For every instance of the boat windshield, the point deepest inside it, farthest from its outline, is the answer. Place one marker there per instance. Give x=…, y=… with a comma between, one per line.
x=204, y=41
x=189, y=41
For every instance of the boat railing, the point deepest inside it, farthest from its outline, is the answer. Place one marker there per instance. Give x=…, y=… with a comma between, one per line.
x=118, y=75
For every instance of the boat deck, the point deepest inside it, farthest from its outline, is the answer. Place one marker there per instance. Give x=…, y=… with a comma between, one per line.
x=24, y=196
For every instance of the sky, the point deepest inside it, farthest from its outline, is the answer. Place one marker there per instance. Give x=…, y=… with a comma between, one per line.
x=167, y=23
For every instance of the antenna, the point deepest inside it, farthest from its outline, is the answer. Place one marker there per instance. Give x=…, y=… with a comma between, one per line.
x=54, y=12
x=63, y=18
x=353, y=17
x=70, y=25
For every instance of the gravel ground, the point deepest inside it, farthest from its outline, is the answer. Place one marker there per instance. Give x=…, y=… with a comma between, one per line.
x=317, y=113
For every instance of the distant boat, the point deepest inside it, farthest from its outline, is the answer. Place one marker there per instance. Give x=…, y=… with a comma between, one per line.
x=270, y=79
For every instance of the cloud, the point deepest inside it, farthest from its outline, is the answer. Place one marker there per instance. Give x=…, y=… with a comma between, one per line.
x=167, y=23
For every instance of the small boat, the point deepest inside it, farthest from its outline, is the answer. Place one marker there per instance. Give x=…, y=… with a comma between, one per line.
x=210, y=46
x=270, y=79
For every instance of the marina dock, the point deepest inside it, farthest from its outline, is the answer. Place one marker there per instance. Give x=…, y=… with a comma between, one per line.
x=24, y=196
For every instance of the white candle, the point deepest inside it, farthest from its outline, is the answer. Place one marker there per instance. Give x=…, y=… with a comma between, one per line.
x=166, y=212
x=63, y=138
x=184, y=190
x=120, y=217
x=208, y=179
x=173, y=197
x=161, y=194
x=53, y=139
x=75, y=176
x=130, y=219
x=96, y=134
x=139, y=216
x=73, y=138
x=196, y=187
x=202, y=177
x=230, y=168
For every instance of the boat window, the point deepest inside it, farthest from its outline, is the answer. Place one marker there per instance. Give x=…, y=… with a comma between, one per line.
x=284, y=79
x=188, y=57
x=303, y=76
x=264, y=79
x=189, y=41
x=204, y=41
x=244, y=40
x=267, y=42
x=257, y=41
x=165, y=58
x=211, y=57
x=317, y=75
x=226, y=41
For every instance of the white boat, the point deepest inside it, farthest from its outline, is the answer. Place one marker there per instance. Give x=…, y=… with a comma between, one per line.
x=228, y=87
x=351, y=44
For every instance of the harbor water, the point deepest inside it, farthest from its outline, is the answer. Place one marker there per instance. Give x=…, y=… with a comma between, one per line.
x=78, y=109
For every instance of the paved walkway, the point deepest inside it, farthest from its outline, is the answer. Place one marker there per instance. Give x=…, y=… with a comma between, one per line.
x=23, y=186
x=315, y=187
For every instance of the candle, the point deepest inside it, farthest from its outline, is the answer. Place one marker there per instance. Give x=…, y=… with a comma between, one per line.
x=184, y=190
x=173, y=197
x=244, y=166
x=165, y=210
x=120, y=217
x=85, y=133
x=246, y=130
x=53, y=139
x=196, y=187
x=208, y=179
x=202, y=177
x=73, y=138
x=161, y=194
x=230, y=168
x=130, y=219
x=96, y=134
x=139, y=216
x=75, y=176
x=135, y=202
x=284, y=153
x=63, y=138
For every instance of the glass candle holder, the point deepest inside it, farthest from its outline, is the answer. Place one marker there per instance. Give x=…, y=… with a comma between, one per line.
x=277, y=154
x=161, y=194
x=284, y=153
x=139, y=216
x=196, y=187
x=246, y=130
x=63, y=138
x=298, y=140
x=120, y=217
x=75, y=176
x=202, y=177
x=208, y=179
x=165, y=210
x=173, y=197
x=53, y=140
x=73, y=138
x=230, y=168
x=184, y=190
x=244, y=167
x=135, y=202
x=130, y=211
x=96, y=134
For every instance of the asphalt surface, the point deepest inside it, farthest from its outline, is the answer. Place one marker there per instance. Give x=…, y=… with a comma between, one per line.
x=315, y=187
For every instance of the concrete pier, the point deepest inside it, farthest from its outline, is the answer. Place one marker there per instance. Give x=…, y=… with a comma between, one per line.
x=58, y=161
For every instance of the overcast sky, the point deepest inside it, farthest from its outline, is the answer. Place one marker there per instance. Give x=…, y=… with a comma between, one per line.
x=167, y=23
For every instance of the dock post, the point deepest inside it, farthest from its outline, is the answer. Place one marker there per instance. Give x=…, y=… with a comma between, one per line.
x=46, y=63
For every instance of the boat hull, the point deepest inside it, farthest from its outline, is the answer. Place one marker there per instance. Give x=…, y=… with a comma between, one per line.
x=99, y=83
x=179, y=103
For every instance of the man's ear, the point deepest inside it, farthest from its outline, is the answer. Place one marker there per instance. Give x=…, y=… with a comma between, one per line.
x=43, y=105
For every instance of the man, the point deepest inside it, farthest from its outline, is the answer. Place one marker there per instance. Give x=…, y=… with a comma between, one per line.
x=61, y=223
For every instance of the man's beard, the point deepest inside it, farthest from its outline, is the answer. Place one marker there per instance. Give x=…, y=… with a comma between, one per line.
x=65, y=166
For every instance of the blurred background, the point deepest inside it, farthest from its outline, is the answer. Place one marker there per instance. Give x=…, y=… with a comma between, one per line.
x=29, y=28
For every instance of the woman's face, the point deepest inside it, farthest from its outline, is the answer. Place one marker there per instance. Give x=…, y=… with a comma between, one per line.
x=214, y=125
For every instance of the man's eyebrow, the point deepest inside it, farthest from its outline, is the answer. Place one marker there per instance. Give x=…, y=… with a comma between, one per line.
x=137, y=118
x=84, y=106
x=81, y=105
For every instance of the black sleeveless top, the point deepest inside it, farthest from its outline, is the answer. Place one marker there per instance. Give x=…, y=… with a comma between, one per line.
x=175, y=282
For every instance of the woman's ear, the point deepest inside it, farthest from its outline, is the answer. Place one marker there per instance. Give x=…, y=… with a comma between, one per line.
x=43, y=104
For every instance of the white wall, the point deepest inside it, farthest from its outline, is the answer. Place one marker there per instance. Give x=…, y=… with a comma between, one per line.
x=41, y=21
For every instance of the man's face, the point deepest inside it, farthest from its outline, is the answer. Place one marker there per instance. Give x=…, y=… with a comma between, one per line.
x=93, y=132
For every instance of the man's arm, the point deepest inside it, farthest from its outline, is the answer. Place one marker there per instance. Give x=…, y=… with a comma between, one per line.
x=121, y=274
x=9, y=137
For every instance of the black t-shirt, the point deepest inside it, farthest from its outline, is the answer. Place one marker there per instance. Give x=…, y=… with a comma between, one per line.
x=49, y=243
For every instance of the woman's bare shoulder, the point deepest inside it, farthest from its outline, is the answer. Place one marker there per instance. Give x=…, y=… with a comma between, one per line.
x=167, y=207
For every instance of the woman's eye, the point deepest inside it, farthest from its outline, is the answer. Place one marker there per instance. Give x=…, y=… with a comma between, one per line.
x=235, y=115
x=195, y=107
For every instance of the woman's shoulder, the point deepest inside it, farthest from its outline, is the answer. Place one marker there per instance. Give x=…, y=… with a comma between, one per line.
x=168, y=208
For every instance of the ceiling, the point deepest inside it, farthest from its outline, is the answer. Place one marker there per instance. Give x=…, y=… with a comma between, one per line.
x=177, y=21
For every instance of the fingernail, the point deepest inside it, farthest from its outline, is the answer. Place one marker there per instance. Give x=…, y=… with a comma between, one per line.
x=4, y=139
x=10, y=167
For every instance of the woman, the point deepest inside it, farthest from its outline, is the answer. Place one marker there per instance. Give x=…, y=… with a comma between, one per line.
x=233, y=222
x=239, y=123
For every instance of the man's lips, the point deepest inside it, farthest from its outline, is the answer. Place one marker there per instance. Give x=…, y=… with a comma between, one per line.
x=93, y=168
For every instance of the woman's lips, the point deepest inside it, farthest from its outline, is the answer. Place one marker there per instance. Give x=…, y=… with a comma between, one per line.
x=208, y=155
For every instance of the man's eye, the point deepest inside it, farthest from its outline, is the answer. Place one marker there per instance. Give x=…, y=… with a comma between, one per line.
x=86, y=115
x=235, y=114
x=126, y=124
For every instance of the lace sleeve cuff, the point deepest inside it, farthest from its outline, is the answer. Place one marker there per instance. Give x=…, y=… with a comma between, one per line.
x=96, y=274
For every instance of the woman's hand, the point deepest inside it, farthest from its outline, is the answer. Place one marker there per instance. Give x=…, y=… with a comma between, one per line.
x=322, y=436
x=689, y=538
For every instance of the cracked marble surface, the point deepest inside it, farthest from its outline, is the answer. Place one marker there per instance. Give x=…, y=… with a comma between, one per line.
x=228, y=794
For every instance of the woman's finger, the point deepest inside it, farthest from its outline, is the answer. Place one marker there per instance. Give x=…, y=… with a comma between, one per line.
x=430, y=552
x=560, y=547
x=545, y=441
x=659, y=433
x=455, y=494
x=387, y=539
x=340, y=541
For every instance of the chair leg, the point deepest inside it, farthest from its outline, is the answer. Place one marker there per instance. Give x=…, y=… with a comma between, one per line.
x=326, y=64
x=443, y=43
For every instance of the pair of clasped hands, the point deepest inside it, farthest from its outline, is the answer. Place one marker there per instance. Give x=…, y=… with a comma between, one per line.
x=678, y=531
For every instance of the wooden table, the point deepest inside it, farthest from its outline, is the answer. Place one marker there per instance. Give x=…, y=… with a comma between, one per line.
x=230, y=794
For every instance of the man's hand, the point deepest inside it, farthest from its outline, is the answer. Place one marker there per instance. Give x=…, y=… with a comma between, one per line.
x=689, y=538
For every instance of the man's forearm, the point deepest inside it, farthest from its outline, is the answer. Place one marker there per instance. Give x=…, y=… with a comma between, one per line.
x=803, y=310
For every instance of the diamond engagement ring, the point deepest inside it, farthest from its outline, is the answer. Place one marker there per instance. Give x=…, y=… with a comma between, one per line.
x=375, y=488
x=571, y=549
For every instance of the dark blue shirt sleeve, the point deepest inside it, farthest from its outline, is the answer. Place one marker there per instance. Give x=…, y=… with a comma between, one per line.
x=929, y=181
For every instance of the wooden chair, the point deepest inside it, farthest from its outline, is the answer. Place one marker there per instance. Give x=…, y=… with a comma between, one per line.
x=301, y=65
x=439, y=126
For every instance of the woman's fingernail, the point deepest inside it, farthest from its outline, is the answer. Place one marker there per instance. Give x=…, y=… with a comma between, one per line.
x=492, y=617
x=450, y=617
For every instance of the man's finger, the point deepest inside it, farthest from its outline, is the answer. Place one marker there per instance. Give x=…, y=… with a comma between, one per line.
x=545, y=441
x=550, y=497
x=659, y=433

▬▬▬▬▬▬▬▬▬▬

**Your assignment:** Only the lines from the one that contains "For every instance of the pair" to the end of the data should be output, exactly as they appear.

**Response area:**
For every instance of the pair of clasped hands, the point deepest inside it, farthest from its outline, is the answer. Place one marker there per instance. Give x=…, y=… with a comma between, one per line.
x=678, y=531
For every instance of the wooden table, the point deepest inside it, farthest from its outline, is the answer. Place one marker there per instance. Give x=…, y=… with a comma between, one per line.
x=230, y=794
For every instance of the man's hand, the point deepest inside it, farthest from its outline, is the answer. Place one marker there per instance. Give x=…, y=… with a comma between, one per line.
x=689, y=538
For every instance of the man's forearm, the point deepest inside it, farthest from its outline, is the answer. Place one marker there per instance. Give x=…, y=… with a comma between, one per line.
x=803, y=310
For every instance of the diamond engagement ring, the point deepest inside it, farthest from its outline, is the answer. Place one marker there per instance. Give x=…, y=… with a comma between, one per line.
x=375, y=488
x=571, y=549
For every instance of the dark blue shirt sleeve, the point deepest inside it, farthest from its outline, is the answer. Place one marker there per instance. Give x=…, y=… with a comma between, one per line.
x=929, y=181
For every instance of the wooden chair, the point deepest inside it, farthest from its outline, is the answer. Place one marker there per instance. Give x=…, y=… with a comma between, one per line.
x=301, y=65
x=439, y=126
For every instance of the woman's fingernail, the point deepest inside it, farthest from its outline, is the answer. Place one marker there per instance. Give x=…, y=… with a comma between, one per line.
x=492, y=617
x=450, y=617
For every instance of the man's finger, the point deepest inside it, farthest from its outline, is the answer. Place one marker there per instance. Give x=…, y=… with a comma between, one per line.
x=545, y=441
x=550, y=497
x=659, y=433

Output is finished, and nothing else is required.